## Goal of the exercise
Transcribe exactly the line containing "column 558, row 350" and every line after it, through the end of the records below.
# # #
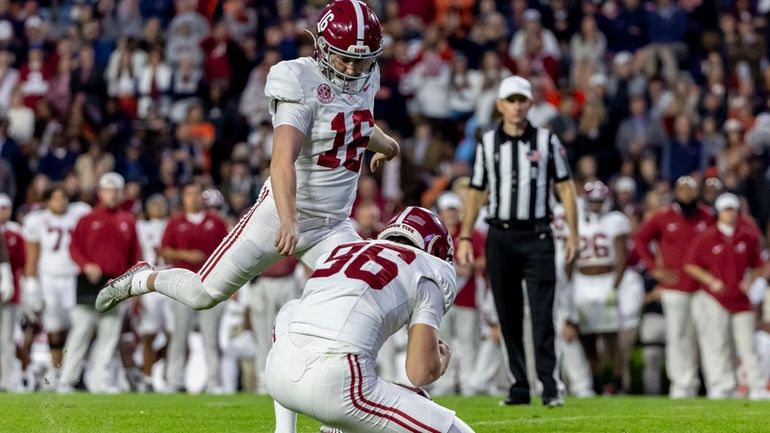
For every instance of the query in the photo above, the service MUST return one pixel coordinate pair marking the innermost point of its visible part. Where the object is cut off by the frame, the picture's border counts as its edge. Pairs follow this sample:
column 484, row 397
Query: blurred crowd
column 168, row 92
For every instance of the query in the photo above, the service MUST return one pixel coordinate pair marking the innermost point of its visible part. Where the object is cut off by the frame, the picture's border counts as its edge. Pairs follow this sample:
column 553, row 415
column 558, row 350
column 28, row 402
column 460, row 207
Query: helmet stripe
column 359, row 21
column 404, row 214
# # #
## The completed task
column 558, row 350
column 28, row 402
column 460, row 207
Query: helmet stripe
column 359, row 21
column 404, row 214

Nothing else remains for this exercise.